====== EXCERPT

With all the splendid food and drink, the colour in my brother’s face was returning. And then things took a turn for the worse: Somehow we started talking about the Beast and Noah’s long hair and beards. And then my mom whispered something to me:

Mom: Do you think that the drapes match the carpet?

Foodie: (Silence)

Foodie: Did you just ask me if the drapes match the carpet?

Noah: What did she say?

Foodie: She asked if the drapes match the carpet.

Laughter erupted. My brother’s colour disappeared again.

Marg: What’s going on?

Somebody: (pointing to my mother) She just asked if the drapes match the carpet?

Marg: What does that mean?

More laughter erupted. My brother may have gone into shock mode.

Somebody finally explained to dear Marg what it meant and then my mother, in an attempt to make Marg feel better about not knowing the urban meaning of drapes and carpets, told an enchanting mealtime tale…

Mom: You think that’s bad, well one time at the singles club that Russ and I run I had to explain to a table of older ladies who can’t hear a damn thing what the Mile High Club was during a brunch. I was shouting that it was, “sex on an airplane!” across the table.

============

> **TRY IT**:
Can you pull out the part of the dinner excerpt from "Marg: What’s going" to "across the table." word for word?

====== RECORDS

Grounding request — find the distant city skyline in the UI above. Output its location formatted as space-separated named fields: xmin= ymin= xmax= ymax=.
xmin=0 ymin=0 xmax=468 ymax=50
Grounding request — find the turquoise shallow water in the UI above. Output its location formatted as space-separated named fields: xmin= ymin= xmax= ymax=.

============
====== RECORDS

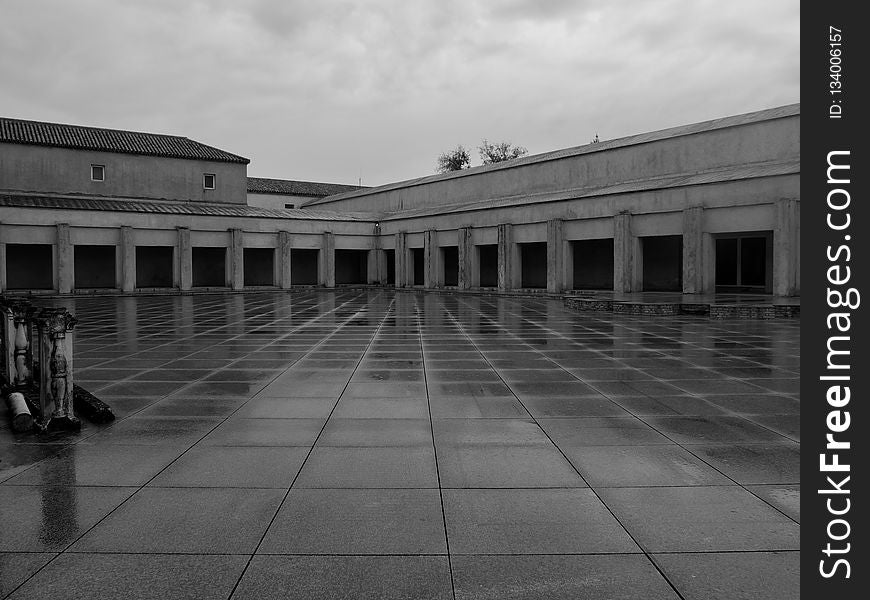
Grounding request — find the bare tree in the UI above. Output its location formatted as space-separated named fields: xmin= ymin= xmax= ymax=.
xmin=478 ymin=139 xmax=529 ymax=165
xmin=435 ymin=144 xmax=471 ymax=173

============
====== RECORDS

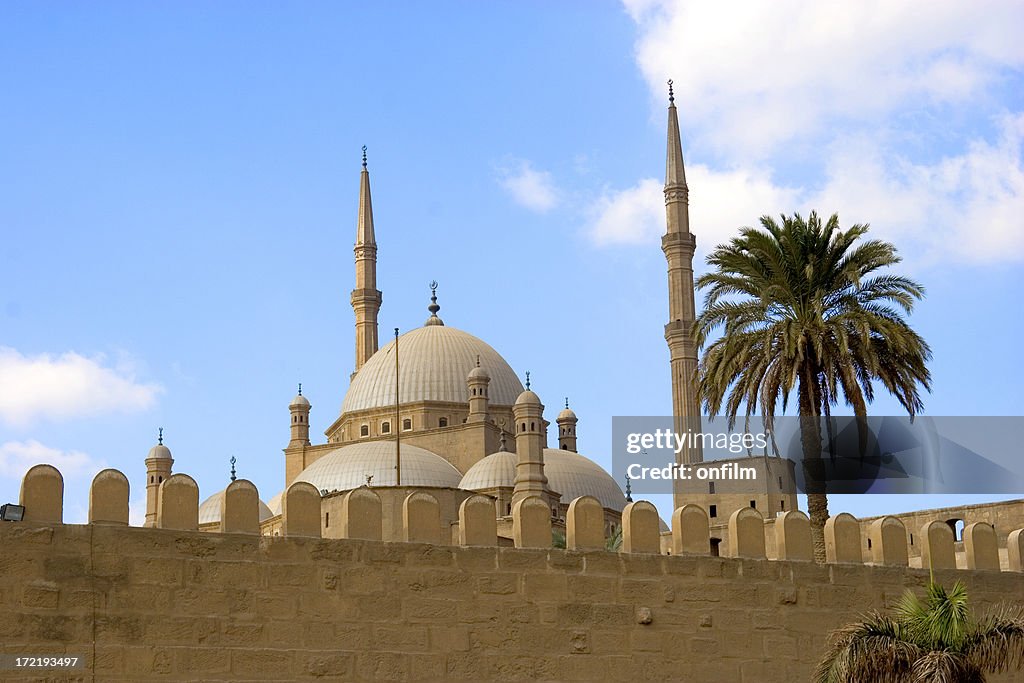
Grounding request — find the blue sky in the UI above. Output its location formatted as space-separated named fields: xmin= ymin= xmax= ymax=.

============

> **YOUR SOLUTION**:
Marg: What’s going on?

Somebody: (pointing to my mother) She just asked if the drapes match the carpet?

Marg: What does that mean?

More laughter erupted. My brother may have gone into shock mode.

Somebody finally explained to dear Marg what it meant and then my mother, in an attempt to make Marg feel better about not knowing the urban meaning of drapes and carpets, told an enchanting mealtime tale…

Mom: You think that’s bad, well one time at the singles club that Russ and I run I had to explain to a table of older ladies who can’t hear a damn thing what the Mile High Club was during a brunch. I was shouting that it was, “sex on an airplane!” across the table.